This exercise calls for every record to be set down again, exactly and in full.

== Given data

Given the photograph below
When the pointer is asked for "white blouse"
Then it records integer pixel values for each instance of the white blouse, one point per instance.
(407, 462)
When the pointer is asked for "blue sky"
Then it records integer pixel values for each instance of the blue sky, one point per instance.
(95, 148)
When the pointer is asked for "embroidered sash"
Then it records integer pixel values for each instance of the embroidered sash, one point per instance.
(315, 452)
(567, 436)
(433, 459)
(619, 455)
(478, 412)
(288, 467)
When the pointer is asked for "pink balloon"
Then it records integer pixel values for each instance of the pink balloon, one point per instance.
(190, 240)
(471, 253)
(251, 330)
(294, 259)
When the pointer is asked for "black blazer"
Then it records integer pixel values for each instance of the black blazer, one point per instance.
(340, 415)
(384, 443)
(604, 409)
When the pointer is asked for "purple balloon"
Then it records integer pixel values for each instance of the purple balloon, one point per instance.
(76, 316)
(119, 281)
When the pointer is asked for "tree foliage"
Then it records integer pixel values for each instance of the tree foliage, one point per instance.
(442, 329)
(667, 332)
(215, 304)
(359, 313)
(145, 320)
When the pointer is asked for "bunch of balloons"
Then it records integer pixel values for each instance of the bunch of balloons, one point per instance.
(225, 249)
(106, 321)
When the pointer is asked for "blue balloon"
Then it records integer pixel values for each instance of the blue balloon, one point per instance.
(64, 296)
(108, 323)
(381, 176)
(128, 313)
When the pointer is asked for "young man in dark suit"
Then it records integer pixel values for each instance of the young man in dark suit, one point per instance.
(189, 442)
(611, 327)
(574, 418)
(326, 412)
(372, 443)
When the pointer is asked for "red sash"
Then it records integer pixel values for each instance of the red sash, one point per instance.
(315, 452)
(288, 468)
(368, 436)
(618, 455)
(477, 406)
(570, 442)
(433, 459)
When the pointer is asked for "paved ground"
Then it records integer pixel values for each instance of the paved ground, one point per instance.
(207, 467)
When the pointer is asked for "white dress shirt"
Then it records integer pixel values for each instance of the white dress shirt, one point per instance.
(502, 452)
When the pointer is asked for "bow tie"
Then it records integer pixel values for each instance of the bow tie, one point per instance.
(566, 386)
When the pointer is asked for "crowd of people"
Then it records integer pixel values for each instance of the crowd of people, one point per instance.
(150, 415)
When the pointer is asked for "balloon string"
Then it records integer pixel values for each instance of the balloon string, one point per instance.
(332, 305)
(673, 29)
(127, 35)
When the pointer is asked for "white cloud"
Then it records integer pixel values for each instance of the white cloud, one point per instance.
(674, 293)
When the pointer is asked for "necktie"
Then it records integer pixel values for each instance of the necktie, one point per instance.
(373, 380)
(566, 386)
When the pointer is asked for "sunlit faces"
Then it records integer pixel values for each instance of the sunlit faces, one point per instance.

====

• [Exercise output]
Given the photograph below
When the pointer is asked for "white blouse"
Then it records integer pixel values for each instance of the white blouse, one point per instance.
(407, 462)
When the pointer is asked for "blue sky"
Then it records integer pixel values for each instance of the blue sky, one point per instance.
(95, 148)
When the pointer is asked for "embroidered sash"
Then it records integer pixel values for each instance of the embroidered sash, one point per instance.
(315, 452)
(567, 436)
(433, 459)
(619, 455)
(478, 412)
(288, 467)
When the pointer is asked for "pink balloon"
Then it records integer pixel values for each instance of the pink balloon, one point per instance.
(190, 240)
(471, 253)
(251, 330)
(294, 259)
When the pointer is asked for "black blazer"
Then it records integer pixel values for each instance of the black blazer, one point per instance.
(340, 415)
(384, 443)
(604, 409)
When the pointer is asked for "purple balloon"
Then it records integer pixel values for each instance of the purple balloon, one point per instance.
(76, 316)
(119, 281)
When the pointer is asked for "tree foliage"
Then it records integer pixel values for each instance of the tree foliage, one point per instance.
(442, 329)
(667, 332)
(215, 304)
(359, 313)
(145, 320)
When the pointer is asked for "bunch of balloons"
Then it records integer pixel values for each instance of the bunch of balloons, one point per instance.
(225, 249)
(106, 321)
When the pointer is asked for "blue balloon"
Then it records integer pixel values for each instance of the blue balloon, one point per instance.
(64, 296)
(108, 323)
(381, 176)
(128, 313)
When the pointer is asked for "young man in dark suit"
Then it records integer pixel values for each instance of the young man in dark suit, one point per instance.
(189, 442)
(611, 327)
(574, 418)
(326, 412)
(372, 443)
When the pointer is asked for "red sash"
Then it records integer pixel values for each instance of the red sash, one point per instance.
(315, 452)
(288, 468)
(368, 436)
(618, 455)
(477, 406)
(570, 442)
(433, 459)
When the pointer is asked for "paved ground"
Then it records integer pixel values for each instance of the paved ground, one point per instance.
(207, 467)
When the pointer is asked for "white dress shirt"
Then it records integer pixel values for each instance of the white dress shirt, one point per instance.
(502, 452)
When the pointer is asked for "bow tie"
Then it records integer pixel values for each instance of the bow tie, one point per instance.
(566, 386)
When the pointer is asked for "crowd of people"
Then it records integer pixel values for each instance of the crowd of people, one point per instance.
(150, 415)
When the pointer is asked for "balloon string"
Then it records integer pixel values for each instance of the balloon string, one point per instance.
(332, 305)
(673, 29)
(127, 35)
When the pointer is asked for "white cloud"
Then it records integer pixel values for each instance of the white cloud, one point per instance.
(674, 293)
When the pointer is asked for "necktie"
Then it records integer pixel values for each instance of the necktie, one point per instance.
(373, 380)
(566, 386)
When the pointer is asked for "sunlit faces"
Then it records integer pixel values for each instance of the sunlit faces, one point per instance.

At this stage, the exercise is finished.